> _What is required_: Images should be omitted while the rest of the data is duplicated exactly.

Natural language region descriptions

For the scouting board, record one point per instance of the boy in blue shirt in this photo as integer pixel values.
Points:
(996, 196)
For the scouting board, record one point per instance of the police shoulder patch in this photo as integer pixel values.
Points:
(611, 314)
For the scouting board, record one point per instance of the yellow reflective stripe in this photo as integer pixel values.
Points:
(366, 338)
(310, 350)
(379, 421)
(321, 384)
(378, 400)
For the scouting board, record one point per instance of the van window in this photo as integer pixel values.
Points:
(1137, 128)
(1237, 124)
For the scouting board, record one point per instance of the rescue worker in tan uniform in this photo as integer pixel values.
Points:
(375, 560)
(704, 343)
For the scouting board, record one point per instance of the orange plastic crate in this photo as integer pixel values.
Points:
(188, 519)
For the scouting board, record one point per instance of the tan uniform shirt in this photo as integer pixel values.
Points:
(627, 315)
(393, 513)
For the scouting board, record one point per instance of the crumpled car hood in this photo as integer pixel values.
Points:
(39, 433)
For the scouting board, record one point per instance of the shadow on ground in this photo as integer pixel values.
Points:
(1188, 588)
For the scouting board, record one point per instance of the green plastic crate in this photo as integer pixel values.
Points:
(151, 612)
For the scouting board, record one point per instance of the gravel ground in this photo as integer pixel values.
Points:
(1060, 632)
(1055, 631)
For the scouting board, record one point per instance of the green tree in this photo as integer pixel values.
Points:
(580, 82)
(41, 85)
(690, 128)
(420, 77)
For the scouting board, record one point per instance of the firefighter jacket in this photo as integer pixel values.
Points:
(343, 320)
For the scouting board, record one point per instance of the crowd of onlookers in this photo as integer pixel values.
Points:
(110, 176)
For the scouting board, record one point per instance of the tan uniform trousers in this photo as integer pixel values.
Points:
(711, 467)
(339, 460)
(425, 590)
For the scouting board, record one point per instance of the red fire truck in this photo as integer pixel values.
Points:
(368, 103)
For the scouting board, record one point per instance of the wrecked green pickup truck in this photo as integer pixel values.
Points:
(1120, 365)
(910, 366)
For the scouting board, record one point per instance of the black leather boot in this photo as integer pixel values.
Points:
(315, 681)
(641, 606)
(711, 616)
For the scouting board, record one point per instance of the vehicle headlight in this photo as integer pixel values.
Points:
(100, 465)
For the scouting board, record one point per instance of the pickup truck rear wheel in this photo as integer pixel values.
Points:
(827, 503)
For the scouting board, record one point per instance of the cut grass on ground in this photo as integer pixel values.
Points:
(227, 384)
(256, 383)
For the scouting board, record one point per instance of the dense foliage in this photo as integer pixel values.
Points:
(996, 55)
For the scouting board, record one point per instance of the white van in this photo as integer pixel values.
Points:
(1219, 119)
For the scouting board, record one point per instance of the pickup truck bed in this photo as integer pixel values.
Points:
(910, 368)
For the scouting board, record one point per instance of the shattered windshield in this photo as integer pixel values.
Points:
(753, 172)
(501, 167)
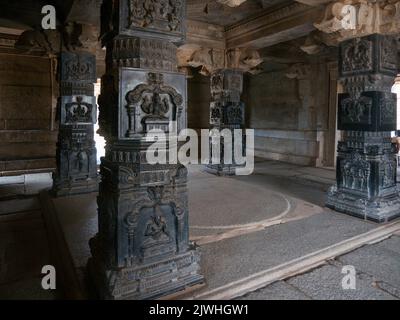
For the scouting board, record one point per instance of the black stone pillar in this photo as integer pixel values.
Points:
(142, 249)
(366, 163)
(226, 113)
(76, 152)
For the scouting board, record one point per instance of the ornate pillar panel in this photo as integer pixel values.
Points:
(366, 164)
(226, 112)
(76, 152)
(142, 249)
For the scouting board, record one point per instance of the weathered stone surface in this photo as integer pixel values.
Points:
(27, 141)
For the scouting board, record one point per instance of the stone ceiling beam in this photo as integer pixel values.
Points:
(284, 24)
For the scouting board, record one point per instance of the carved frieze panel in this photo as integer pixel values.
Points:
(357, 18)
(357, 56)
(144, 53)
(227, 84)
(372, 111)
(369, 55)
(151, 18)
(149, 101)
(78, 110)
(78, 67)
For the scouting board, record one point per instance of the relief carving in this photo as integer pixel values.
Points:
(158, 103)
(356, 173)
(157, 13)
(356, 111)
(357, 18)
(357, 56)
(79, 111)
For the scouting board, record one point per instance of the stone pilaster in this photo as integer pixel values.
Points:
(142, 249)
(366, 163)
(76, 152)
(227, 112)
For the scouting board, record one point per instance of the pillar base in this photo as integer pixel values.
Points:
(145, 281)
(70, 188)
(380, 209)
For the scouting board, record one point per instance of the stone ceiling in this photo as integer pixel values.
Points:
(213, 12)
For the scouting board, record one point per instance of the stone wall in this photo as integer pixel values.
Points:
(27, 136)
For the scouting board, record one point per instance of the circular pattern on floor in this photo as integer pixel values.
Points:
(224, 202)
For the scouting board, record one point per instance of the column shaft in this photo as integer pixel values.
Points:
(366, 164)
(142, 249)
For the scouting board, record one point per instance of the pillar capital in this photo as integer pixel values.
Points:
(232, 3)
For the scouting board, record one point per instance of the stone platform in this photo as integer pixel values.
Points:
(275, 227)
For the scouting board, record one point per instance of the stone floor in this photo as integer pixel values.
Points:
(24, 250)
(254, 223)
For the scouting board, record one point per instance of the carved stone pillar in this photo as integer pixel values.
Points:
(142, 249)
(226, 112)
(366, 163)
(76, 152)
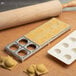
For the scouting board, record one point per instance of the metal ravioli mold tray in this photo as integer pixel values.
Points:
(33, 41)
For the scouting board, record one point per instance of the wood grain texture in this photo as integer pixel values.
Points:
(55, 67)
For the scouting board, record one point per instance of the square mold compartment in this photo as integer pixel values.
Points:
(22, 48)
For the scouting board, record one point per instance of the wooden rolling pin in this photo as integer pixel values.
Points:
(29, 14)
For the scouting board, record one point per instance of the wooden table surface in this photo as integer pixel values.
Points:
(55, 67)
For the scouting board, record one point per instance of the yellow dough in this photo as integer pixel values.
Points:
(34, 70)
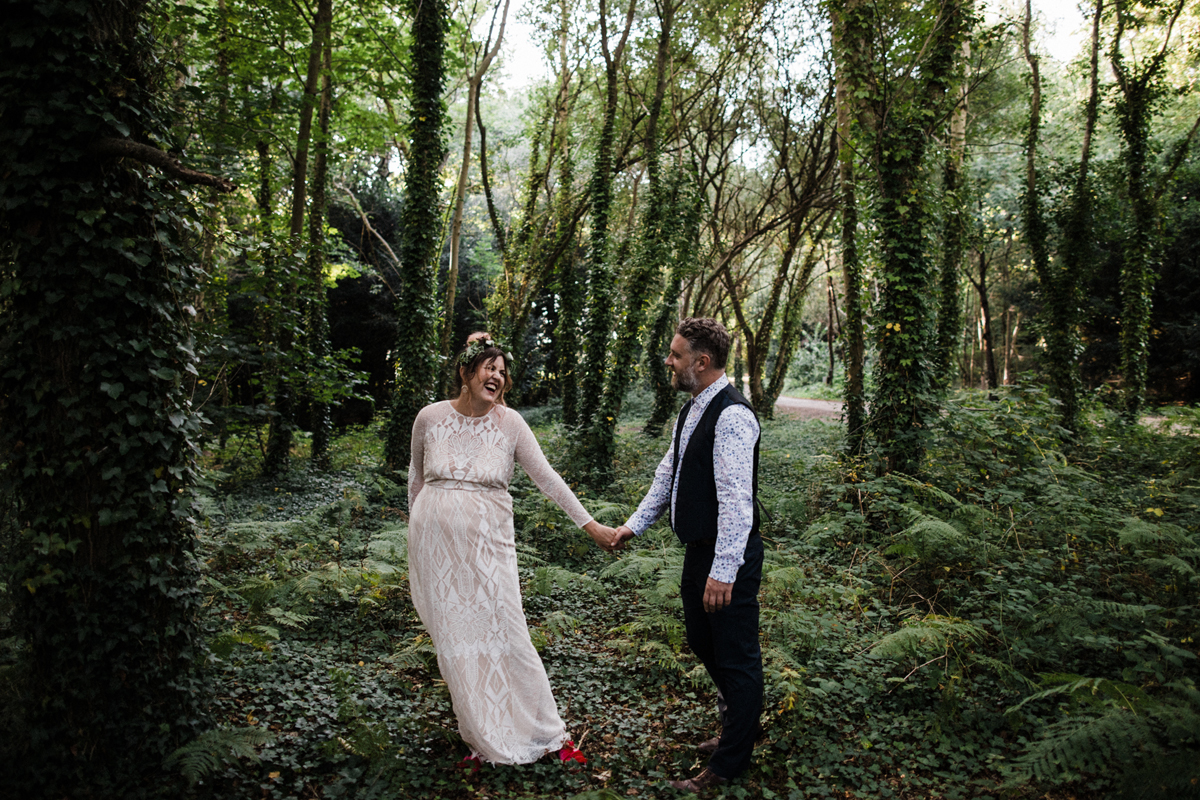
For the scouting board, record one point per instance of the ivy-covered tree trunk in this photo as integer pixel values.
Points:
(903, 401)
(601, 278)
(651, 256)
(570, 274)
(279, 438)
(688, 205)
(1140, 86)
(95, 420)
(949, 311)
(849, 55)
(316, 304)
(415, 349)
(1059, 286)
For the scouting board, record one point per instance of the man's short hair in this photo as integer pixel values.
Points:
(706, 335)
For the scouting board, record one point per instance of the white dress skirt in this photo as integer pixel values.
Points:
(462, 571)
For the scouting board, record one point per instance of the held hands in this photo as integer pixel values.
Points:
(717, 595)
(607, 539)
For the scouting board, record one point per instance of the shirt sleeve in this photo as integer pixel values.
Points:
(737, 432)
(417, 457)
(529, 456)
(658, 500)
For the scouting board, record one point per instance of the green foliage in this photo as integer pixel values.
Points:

> _Result of the exercise_:
For the scouting board, record one point per instance of the boy in blue shirt in this photo as integer pixel values.
Points:
(996, 196)
For the scouting board, record one point per instance of the police shoulder patch in this photo as integer pixel values.
Points:
(611, 314)
For the scouting board, record one point per instance of the yellow reflective stripe in this photo as integer pixel values.
Points:
(366, 338)
(310, 350)
(379, 421)
(321, 384)
(378, 400)
For the scouting board, record one point per instance of the van window in this photo as integer pixel values.
Points:
(1137, 128)
(1237, 124)
For the scouting board, record one point per instance of the rescue worker in tan uniform in this photo as integer pixel values.
Points:
(375, 560)
(704, 343)
For the scouting board, record one point per instance of the orange plastic crate in this photo as integer pixel values.
Points:
(188, 519)
For the scouting board, record one point per instance of the tan uniform shirt in this photo as integer pixel values.
Points:
(627, 315)
(393, 513)
For the scouting board, record one point per instance of the crumpled car hood in this photo as integer pixel values.
Points:
(39, 433)
For the scouting board, record one point per instance of the shadow on ground in this photo as integer pixel values.
Points:
(1188, 588)
For the scouting board, record one point per instance of the green plastic crate in this photo as integer pixel values.
Points:
(151, 612)
For the scouting board, record one point per instance of the gravel ground in this photo as integer pixel values.
Points:
(1060, 632)
(1055, 631)
For the scouting board, record one point per instance of the green tree in this photo as integer pixel values.
Points:
(580, 82)
(41, 85)
(690, 128)
(420, 77)
For the scouting board, record one point per instance of the firefighter jacket in this photo as integer pixel values.
Points:
(343, 320)
For the scouting board, record one point per instance of the crowd of onlookers in this photo as integer pixel values.
Points:
(110, 176)
For the scouting board, record one point per instance of the tan uniform trousers in this photo as integer pixel values.
Points:
(711, 467)
(339, 460)
(425, 590)
For the scouting board, record one point per instance of the red fire truck in this photo as integer pixel values.
Points:
(368, 103)
For the scouting board, record one point per instance of the wrecked green pickup truck in this photo as integer pixel values.
Points:
(1120, 365)
(910, 366)
For the scouting board, record one point per instance of the black leather boot in this photo as integer pixel values.
Points:
(315, 681)
(641, 606)
(711, 616)
For the scouting board, record one point per instance of the vehicle headlight in this photo as integer pixel values.
Points:
(100, 465)
For the scouting board, record one point per instance of the pickup truck rear wheel in this photo as integer pixel values.
Points:
(827, 503)
For the scouting board, record one point per instance of the cut grass on ground in this photo as integer pixel values.
Points:
(227, 384)
(256, 383)
For the scouting board, record one point per instance of the dense foliage in this photo as integer pixel values.
Points:
(996, 55)
For the scouting board, record one point per instance of the white van in this photo as integer pixel values.
Points:
(1219, 119)
For the scouting board, record one point per instance of the pickup truck bed in this photo as integer pixel values.
Points:
(910, 368)
For the scouting board, record one point per instance of the shattered windshield in this photo as integer pixel values.
Points:
(753, 172)
(501, 167)
For the scouting board, record one point per instance of the black stone pillar in this photo as integer pixel values.
Points:
(142, 249)
(366, 163)
(226, 113)
(76, 152)
For the scouting board, record one point per instance of the ornate pillar panel in this photo as integer pixel values.
Points:
(366, 164)
(226, 112)
(76, 152)
(142, 249)
For the scouting board, record one point per instance of the weathered stone surface in this photo as integer pixel values.
Points:
(27, 141)
For the scouting board, record one point per instance of the stone ceiling beam in this photo as integer pixel values.
Points:
(284, 24)
For the scouting board, record one point per instance of the carved frieze panel in this photo as integer pixel values.
Points:
(357, 18)
(357, 56)
(144, 53)
(227, 84)
(372, 111)
(369, 55)
(151, 18)
(149, 101)
(78, 110)
(78, 67)
For the scouting board, record one point per instance of the relief carving in this photo as integer pixel values.
Points:
(158, 103)
(356, 173)
(157, 13)
(356, 111)
(357, 18)
(357, 56)
(79, 111)
For the scouting board, record one point per instance of the stone pilaster in this photo as integer pixel values.
Points:
(142, 249)
(366, 163)
(76, 152)
(227, 112)
For the scouting board, record one point per instance of the pillar base in this photo as integer pixel values.
Points:
(145, 281)
(70, 188)
(380, 209)
For the scouting board, record one point per instance of the stone ceiling in this photo as integer pixel values.
Points:
(213, 12)
For the scouting board, record one point per instance of the stone wall in this photo as integer pixel values.
Points:
(27, 136)
For the scouting board, record one point per instance of the circular pattern on floor in this photo as integer pixel values.
Points:
(224, 202)
For the scouting board, record one point per instance of the column shaft in this photo as integer pixel values.
Points:
(366, 164)
(142, 249)
For the scouting board, record one point per instance of the pillar capital in this photo as integer pixel values.
Points:
(232, 3)
For the scouting board, record one point per instance of the stone platform in this photo as integer pixel values.
Points:
(275, 227)
For the scouting board, record one point per instance of the stone floor in this photo as integer pixel values.
Points:
(24, 250)
(254, 223)
For the scouting board, record one point per instance of the carved stone pillar in this photo as integer pixel values.
Points:
(142, 249)
(226, 112)
(366, 163)
(76, 152)
For the scouting board, record one point per instance of the metal ravioli mold tray in this photo as integer pixel values.
Points:
(33, 41)
For the scouting board, record one point per instance of the wood grain texture in this photo as integer pixel values.
Points:
(55, 67)
For the scouting board, record one point per instance of the square mold compartment in this photo as integer pixel values.
Points:
(22, 48)
For the scouting board, record one point per instance of the wooden rolling pin in this photo as integer pixel values.
Points:
(29, 14)
For the scouting board, record one point per instance of the wooden table surface in this photo as integer pixel values.
Points:
(55, 67)
For the scouting board, record one point per instance of the yellow dough in this photo as integer pixel values.
Points:
(34, 70)
For the scouting board, record one point per instance of the ivy-covered tree trunk in this photo as integer pixel values.
Points:
(903, 401)
(601, 278)
(651, 256)
(570, 274)
(279, 438)
(688, 205)
(1140, 86)
(95, 420)
(949, 311)
(849, 55)
(316, 304)
(415, 349)
(1059, 286)
For the scouting board, record one point per instance of the man's short hair in this photo as integer pixel values.
Points:
(706, 335)
For the scouting board, record one point per instance of the white dress skirt in this photo as integer pixel values.
Points:
(462, 571)
For the scouting board, record one point per instance of the held hands in this photo as integer pixel values.
Points:
(717, 595)
(607, 539)
For the scouting board, record one point per instance of the shirt sleeve in this photo as integer pixel values.
Points:
(737, 432)
(417, 457)
(529, 456)
(658, 500)
For the scouting board, record one point per instance of the green foliage in this photo as integer pixel values.
Points:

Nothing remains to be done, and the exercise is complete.